#### Exercise passage
Figure 1. Low frequency phase reset as a mechanism for active sensing. (A) An image with overlapped traces from eye tracker showing aggregated eye position across an interval of 1 s (blue line plot). Circle reflects schematic depiction of fovea across three consecutive fixations. (B) Horizontal eye position across three saccades. (C) Schematic depiction of oscillatory field potential phase reset locked to saccade onset in occipital (alpha ∼8–12 Hz) and medial temporal lobe (theta ∼4–7 Hz). Locally dominant oscillations (i.e., alpha in occipital cortex and theta in MTL) are reset at the time of saccade onset.
In this Perspective we highlight the role of active saccadic exploration in visual cognition. In particular, we review evidence supporting a role of predictive phase reset of neuronal oscillations (see Figure 1C) which enhances sensory processing by amplifying responses and by facilitating transfer of information between areas. Next, we consider the idea that this signal, entrained by a motor sampling (saccadic exploration) routine, modulates local neural activity and organizes perception into discrete “events” constraining “sampling rate” of the visual system. Third, we explore the complementarity of our perspective with earlier work on active sensing in vision and somatosensation (Ahissar and Arieli, 2001, 2012). Finally, we outline translational implications of Active Sensing and some future directions.
########
#### Given records
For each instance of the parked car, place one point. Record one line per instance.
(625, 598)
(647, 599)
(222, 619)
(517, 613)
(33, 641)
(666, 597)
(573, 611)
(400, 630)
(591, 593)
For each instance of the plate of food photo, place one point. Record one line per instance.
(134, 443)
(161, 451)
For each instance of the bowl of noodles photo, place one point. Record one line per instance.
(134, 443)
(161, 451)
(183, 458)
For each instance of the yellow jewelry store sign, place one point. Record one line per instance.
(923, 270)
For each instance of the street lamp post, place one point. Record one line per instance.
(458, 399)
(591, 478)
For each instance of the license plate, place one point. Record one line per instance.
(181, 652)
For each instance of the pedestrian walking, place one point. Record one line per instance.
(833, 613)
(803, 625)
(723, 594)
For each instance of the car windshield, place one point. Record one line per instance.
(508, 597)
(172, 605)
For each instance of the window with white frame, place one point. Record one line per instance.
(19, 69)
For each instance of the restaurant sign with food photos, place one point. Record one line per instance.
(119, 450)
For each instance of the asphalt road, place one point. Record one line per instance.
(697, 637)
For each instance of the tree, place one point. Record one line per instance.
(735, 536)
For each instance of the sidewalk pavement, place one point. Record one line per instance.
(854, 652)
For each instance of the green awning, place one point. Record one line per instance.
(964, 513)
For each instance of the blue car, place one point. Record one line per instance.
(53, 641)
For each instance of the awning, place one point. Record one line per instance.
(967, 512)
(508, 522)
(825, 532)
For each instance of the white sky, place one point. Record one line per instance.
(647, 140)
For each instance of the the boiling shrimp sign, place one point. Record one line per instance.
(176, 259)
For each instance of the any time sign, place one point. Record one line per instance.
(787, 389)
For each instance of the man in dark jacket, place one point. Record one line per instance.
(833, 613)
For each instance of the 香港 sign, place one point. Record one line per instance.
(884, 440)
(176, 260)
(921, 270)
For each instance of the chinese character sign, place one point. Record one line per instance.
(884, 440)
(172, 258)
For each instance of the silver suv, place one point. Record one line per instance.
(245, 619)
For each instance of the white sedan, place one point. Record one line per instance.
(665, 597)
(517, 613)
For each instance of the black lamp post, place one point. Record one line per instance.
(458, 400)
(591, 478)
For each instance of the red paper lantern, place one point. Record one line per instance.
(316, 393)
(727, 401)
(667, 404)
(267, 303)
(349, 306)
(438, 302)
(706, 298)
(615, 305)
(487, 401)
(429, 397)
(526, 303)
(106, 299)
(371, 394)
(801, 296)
########
▶ **Task requirements**:
1: Reproduce the active sensing passage word for word, from "Figure 1. Low" to "of saccade onset.".
2: In the active sensing passage, when are the locally dominant oscillations reset?
The records can be set aside.

▶ **List of solutions**:
1:
Figure 1. Low frequency phase reset as a mechanism for active sensing. (A) An image with overlapped traces from eye tracker showing aggregated eye position across an interval of 1 s (blue line plot). Circle reflects schematic depiction of fovea across three consecutive fixations. (B) Horizontal eye position across three saccades. (C) Schematic depiction of oscillatory field potential phase reset locked to saccade onset in occipital (alpha ∼8–12 Hz) and medial temporal lobe (theta ∼4–7 Hz). Locally dominant oscillations (i.e., alpha in occipital cortex and theta in MTL) are reset at the time of saccade onset.

2: They are reset at the time of saccade onset.